**Il compito**: Nella sentenza del Consiglio di Stato, per la realizzazione di quale impianto si chiedeva di indire la conferenza di servizi?

**Testo fornito**:
•••••
Cons. Stato Sez. V, Sent., 26/05/2015, n. 2605

[…]

Svolgimento del processo – Motivi della decisione

1. Con ricorso alla Sezione Staccata di Lecce rubricato al n. 375/2014, la s.n.c. […] chiedeva l’esecuzione del giudicato formatosi con la sentenza n. 398/2013 dello stesso TAR, con la quale era stato sancito l’obbligo del Comune di […] di indire una conferenza di servizi per l’attivazione della procedura ex art. 5 D.P.R. n. 447 del 1998, per la realizzazione di un impianto di recupero di rifiuti non pericolosi.
Con successivi motivi aggiunti, la ricorrente impugnava il provvedimento comunale con il quale era stato comunicato che “non sussistono i presupposti minimi per poter procedere alla convocazione della Conferenza dei Servizi derogatoria”, deducendo i seguenti motivi: a) erroneità nei presupposti; falsa ed erronea applicazione di legge; elusione del giudicato eccesso di potere per travisamento del fatto; contraddittorietà ed illogicità manifesta; b)illegittimità per sviamento di potere e travisamento dei fatti.
Il Comune, costituitosi in giudizio, rilevava che la sentenza n. 398 del 2013 non obbligava l’amministrazione alla convocazione della conferenza di servizi, che la polizia municipale ha accertato che nell’area in questione si effettuava l’attività di frantumazione delle pietre e che l’Asl aveva dato parere contrario.
2. Con sentenza n. 2378 del 19 settembre 2014, il TAR accoglieva il ricorso, rilevando che, mentre l’ art. 5 d.P.R. 447/1998 – ora abrogato dal D.P.R. 7 settembre 2010 n. 160 – richiedeva che il progetto fosse conforme alle norme vigenti in materia ambientale, sanitaria e di sicurezza sul lavoro, l’ art. 8 D.P.R. n. 160 del 2010 stabilisce che “Nei comuni in cui lo strumento urbanistico non individua aree destinate all’insediamento di impianti produttivi o individua aree insufficienti, fatta salva l’applicazione della relativa disciplina regionale, l’interessato può richiedere al responsabile del SUAP la convocazione della conferenza di servizi di cui agli articoli da 14 a 14-quinquies della L. 7 agosto 1990, n. 241, e alle altre normative di settore, in seduta pubblica”.
•••••
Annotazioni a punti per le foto

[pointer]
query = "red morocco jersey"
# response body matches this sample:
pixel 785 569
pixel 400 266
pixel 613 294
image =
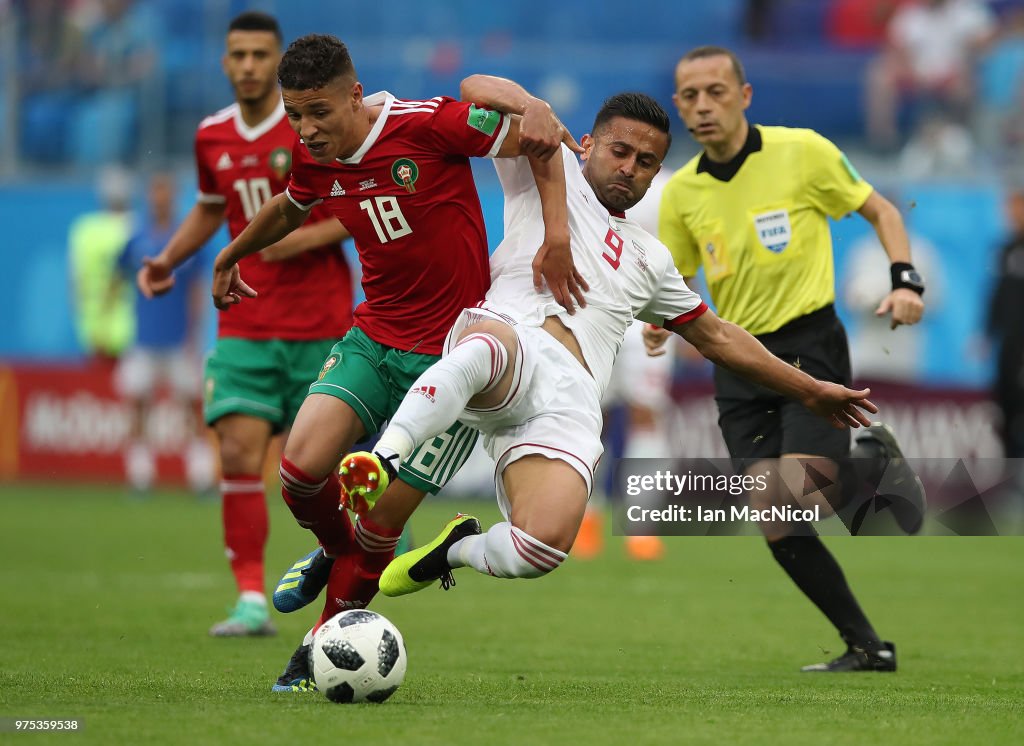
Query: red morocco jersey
pixel 307 297
pixel 408 198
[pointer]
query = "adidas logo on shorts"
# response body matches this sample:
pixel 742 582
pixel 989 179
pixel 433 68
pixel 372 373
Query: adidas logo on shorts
pixel 427 391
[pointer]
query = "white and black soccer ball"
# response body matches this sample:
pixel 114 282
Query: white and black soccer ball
pixel 357 656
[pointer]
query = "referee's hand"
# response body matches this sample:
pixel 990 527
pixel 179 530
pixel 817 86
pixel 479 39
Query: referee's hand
pixel 845 407
pixel 654 339
pixel 904 305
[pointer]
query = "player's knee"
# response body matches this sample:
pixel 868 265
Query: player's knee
pixel 239 456
pixel 498 331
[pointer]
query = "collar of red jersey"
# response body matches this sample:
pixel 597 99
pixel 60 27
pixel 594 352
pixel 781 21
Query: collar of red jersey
pixel 250 134
pixel 375 132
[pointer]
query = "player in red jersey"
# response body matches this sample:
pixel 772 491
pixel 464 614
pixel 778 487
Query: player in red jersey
pixel 396 173
pixel 266 352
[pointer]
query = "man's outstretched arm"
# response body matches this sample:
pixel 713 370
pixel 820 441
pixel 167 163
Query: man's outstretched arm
pixel 730 346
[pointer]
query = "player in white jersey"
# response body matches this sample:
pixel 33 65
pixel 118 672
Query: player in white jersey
pixel 529 376
pixel 637 405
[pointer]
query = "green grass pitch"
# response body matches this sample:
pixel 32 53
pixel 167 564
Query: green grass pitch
pixel 107 601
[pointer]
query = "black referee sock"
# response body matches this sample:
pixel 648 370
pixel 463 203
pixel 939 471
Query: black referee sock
pixel 817 574
pixel 859 475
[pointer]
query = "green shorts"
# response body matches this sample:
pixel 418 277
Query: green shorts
pixel 373 379
pixel 265 379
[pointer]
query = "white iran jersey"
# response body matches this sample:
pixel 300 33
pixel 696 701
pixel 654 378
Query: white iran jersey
pixel 630 272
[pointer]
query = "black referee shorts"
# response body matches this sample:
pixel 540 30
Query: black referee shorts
pixel 757 423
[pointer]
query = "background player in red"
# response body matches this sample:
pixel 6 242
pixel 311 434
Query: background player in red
pixel 266 352
pixel 396 173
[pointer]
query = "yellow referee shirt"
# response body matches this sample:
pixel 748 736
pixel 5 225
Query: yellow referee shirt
pixel 760 230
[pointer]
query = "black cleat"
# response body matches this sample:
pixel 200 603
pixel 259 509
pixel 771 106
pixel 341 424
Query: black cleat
pixel 856 658
pixel 899 486
pixel 298 675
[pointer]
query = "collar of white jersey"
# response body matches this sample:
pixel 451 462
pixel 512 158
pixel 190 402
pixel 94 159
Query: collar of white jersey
pixel 372 100
pixel 250 134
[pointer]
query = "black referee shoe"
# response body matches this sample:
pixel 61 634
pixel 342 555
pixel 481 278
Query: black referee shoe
pixel 899 483
pixel 857 658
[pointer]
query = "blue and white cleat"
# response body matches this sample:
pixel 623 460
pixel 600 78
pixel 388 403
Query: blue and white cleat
pixel 303 581
pixel 298 675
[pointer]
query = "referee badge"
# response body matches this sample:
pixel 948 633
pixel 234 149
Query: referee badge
pixel 328 364
pixel 773 230
pixel 404 172
pixel 281 162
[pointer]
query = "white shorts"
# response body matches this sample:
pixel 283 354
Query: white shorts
pixel 141 369
pixel 553 409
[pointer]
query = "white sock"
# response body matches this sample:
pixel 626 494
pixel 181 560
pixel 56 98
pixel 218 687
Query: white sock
pixel 439 395
pixel 140 468
pixel 201 467
pixel 505 552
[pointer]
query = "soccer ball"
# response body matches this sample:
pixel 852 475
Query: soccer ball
pixel 357 656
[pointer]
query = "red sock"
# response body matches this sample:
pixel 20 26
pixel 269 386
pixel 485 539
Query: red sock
pixel 314 505
pixel 353 580
pixel 246 528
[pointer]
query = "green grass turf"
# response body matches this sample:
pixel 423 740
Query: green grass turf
pixel 108 599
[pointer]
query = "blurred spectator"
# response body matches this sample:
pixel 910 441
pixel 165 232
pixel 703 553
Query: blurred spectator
pixel 1006 327
pixel 1001 90
pixel 859 24
pixel 929 58
pixel 758 18
pixel 48 58
pixel 103 317
pixel 937 148
pixel 166 349
pixel 117 59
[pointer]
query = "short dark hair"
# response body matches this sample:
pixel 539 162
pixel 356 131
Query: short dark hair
pixel 312 61
pixel 255 20
pixel 639 106
pixel 711 50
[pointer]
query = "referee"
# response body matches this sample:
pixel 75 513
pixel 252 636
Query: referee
pixel 752 210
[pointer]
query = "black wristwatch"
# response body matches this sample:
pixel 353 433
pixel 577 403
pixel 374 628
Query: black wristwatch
pixel 904 275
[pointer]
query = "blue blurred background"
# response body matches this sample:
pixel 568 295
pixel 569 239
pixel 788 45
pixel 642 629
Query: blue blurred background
pixel 89 83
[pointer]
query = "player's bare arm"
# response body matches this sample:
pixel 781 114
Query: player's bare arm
pixel 553 261
pixel 727 345
pixel 905 305
pixel 535 132
pixel 157 274
pixel 540 132
pixel 323 232
pixel 279 217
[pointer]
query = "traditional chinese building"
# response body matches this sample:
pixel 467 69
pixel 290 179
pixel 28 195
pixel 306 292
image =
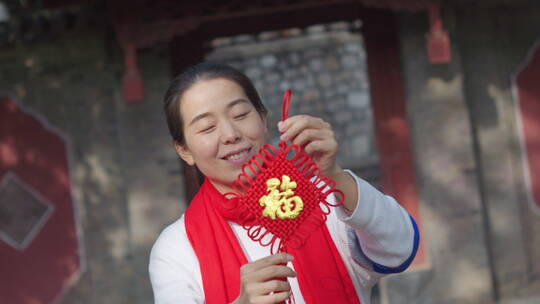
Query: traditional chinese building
pixel 435 102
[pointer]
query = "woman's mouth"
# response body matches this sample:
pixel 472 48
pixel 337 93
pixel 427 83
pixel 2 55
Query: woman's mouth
pixel 238 156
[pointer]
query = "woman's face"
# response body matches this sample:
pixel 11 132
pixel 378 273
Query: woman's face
pixel 222 130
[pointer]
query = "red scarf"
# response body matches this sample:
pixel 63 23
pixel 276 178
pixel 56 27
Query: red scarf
pixel 322 275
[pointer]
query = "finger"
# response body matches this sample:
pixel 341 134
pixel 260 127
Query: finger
pixel 276 297
pixel 309 135
pixel 268 273
pixel 320 146
pixel 292 126
pixel 275 259
pixel 267 287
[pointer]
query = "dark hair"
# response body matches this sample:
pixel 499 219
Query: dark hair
pixel 203 71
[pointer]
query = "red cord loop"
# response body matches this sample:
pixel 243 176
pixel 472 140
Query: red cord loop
pixel 286 104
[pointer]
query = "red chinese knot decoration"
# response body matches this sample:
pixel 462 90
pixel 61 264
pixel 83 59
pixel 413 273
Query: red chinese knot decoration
pixel 280 195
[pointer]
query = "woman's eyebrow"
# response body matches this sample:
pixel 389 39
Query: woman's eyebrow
pixel 199 117
pixel 237 101
pixel 206 114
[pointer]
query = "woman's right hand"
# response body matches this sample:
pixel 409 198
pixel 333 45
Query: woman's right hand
pixel 260 280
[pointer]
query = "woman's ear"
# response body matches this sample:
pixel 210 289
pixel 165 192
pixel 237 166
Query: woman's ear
pixel 184 153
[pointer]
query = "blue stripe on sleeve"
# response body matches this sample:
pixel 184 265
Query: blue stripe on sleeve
pixel 386 270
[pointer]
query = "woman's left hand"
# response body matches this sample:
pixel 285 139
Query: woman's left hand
pixel 317 139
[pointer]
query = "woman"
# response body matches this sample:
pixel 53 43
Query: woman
pixel 218 122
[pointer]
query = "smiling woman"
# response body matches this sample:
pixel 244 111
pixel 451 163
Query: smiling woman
pixel 218 123
pixel 222 129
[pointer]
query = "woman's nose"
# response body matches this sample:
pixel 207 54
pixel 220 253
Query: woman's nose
pixel 230 133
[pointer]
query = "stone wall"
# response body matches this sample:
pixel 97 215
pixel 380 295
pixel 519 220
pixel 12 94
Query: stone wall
pixel 325 67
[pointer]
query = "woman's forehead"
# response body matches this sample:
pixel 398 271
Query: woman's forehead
pixel 210 96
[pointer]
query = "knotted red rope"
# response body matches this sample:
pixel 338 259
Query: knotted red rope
pixel 281 195
pixel 322 274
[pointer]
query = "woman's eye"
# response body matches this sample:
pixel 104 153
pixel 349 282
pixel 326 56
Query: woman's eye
pixel 207 129
pixel 240 116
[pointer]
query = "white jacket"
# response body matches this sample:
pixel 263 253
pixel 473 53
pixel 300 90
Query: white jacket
pixel 378 238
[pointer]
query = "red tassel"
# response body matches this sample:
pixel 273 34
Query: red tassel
pixel 438 42
pixel 132 82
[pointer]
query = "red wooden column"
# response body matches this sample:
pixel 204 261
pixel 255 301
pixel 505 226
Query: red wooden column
pixel 528 98
pixel 391 125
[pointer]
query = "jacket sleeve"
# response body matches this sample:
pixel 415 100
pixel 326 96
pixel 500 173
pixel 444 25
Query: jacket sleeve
pixel 385 235
pixel 174 268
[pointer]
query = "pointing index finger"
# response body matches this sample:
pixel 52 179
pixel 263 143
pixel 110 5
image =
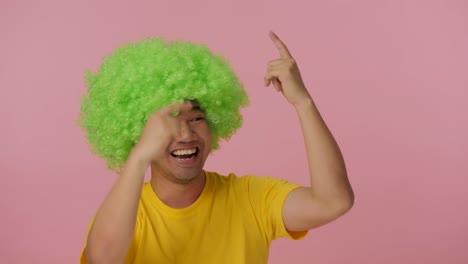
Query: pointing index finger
pixel 283 50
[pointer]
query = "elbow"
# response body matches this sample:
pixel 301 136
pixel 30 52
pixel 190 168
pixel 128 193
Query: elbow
pixel 345 204
pixel 103 253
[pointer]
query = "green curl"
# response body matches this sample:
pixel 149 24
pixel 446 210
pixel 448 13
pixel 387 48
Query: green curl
pixel 141 78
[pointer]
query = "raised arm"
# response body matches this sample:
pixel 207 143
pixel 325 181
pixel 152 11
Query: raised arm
pixel 330 194
pixel 113 228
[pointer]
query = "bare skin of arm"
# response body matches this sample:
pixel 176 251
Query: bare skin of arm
pixel 330 194
pixel 113 228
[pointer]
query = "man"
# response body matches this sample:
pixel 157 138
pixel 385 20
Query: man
pixel 188 215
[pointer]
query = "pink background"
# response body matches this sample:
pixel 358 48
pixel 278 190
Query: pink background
pixel 390 78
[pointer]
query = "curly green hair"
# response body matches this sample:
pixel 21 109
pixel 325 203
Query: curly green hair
pixel 141 78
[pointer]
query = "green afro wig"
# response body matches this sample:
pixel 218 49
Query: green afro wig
pixel 141 78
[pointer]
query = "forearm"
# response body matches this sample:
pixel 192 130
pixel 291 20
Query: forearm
pixel 328 176
pixel 112 231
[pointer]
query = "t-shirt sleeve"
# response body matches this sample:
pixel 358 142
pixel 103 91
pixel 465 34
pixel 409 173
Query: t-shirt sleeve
pixel 133 247
pixel 267 196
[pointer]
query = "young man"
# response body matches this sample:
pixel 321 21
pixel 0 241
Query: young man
pixel 188 215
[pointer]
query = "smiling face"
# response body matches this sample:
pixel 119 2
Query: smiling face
pixel 186 154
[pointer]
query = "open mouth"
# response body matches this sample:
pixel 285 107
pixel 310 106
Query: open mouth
pixel 185 154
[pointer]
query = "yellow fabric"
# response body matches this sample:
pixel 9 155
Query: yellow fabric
pixel 233 221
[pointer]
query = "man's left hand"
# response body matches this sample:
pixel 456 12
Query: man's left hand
pixel 284 74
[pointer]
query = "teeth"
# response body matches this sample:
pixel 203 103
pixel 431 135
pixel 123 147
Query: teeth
pixel 184 151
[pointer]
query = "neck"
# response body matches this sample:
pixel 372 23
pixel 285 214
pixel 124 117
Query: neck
pixel 177 195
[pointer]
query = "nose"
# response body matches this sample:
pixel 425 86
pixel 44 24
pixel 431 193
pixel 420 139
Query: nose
pixel 186 134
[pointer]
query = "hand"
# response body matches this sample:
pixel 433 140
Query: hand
pixel 285 75
pixel 160 130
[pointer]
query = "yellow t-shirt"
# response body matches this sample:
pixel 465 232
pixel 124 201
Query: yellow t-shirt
pixel 233 221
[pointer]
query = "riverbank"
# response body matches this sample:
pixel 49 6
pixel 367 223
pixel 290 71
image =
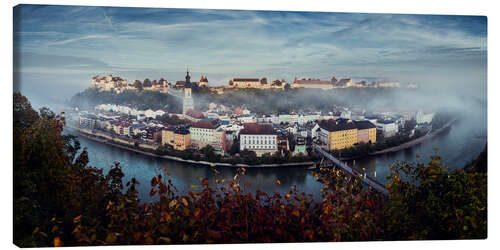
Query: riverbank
pixel 403 146
pixel 111 142
pixel 414 142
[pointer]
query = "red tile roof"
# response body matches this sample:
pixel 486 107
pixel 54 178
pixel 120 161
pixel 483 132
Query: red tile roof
pixel 257 129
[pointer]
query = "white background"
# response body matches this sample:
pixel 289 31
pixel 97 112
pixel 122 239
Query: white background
pixel 456 7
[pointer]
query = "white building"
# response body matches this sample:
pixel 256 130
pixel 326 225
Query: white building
pixel 203 133
pixel 260 138
pixel 388 128
pixel 424 118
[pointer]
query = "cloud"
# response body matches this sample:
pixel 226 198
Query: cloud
pixel 77 39
pixel 251 43
pixel 27 60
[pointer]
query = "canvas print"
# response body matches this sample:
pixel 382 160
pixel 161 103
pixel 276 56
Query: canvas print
pixel 138 126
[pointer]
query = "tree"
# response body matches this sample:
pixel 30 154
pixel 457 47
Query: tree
pixel 263 80
pixel 138 85
pixel 287 87
pixel 235 148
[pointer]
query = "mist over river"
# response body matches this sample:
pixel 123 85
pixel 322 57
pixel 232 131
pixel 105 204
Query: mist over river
pixel 459 144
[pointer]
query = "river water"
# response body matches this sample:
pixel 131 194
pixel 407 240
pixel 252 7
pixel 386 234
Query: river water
pixel 459 144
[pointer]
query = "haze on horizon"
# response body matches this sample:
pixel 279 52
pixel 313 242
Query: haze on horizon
pixel 57 49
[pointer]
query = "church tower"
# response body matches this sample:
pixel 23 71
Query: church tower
pixel 188 78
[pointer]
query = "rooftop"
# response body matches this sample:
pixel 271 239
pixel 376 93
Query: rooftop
pixel 257 129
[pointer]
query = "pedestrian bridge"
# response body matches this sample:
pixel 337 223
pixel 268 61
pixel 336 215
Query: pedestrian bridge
pixel 353 172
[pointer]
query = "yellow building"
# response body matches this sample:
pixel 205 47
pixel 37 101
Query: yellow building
pixel 178 138
pixel 341 134
pixel 182 139
pixel 168 136
pixel 247 83
pixel 367 132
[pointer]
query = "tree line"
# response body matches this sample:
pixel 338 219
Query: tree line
pixel 59 200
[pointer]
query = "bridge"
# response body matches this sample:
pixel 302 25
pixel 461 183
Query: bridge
pixel 353 172
pixel 185 98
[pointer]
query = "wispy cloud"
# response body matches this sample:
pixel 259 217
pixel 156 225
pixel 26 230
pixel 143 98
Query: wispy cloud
pixel 77 39
pixel 227 43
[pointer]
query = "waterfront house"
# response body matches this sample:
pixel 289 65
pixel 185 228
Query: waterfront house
pixel 203 132
pixel 367 132
pixel 182 139
pixel 387 128
pixel 338 134
pixel 300 146
pixel 260 138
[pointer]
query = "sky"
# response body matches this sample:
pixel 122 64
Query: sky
pixel 62 47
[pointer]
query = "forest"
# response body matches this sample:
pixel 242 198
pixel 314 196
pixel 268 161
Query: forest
pixel 59 200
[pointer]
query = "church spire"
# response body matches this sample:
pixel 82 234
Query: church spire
pixel 188 78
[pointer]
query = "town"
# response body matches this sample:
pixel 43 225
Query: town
pixel 229 131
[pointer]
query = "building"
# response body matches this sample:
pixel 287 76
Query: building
pixel 338 134
pixel 387 128
pixel 312 129
pixel 89 121
pixel 203 82
pixel 385 84
pixel 367 132
pixel 260 138
pixel 283 145
pixel 422 118
pixel 187 101
pixel 182 139
pixel 312 83
pixel 300 146
pixel 108 83
pixel 203 133
pixel 345 82
pixel 220 140
pixel 245 83
pixel 168 136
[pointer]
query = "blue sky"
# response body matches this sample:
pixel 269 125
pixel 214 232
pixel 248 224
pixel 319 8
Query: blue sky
•••••
**La soluzione**: Un impianto di recupero di rifiuti non pericolosi.